***** Extracted information *****
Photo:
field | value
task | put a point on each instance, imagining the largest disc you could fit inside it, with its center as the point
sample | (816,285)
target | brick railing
*****
***** Extracted information *****
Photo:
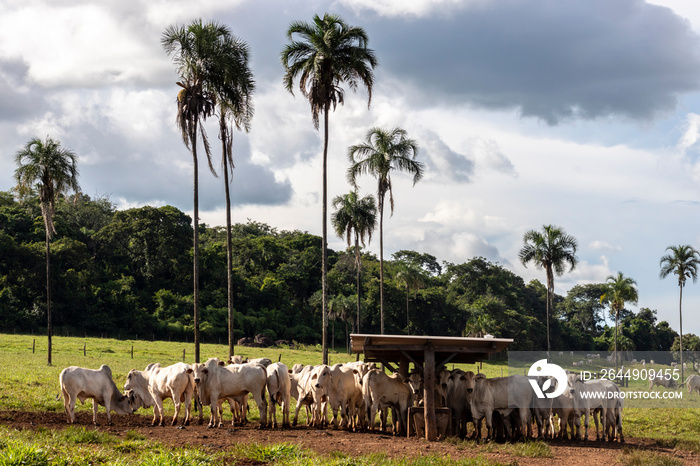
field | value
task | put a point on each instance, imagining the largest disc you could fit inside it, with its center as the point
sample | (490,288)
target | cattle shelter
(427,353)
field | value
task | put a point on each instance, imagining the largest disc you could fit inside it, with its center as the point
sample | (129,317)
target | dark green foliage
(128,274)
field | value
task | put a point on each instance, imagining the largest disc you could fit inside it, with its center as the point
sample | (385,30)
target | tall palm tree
*****
■ Work item
All lines in the records with the string "sample" should be copied out.

■ Expected answer
sample | (816,285)
sample | (490,288)
sample | (129,317)
sample | (385,30)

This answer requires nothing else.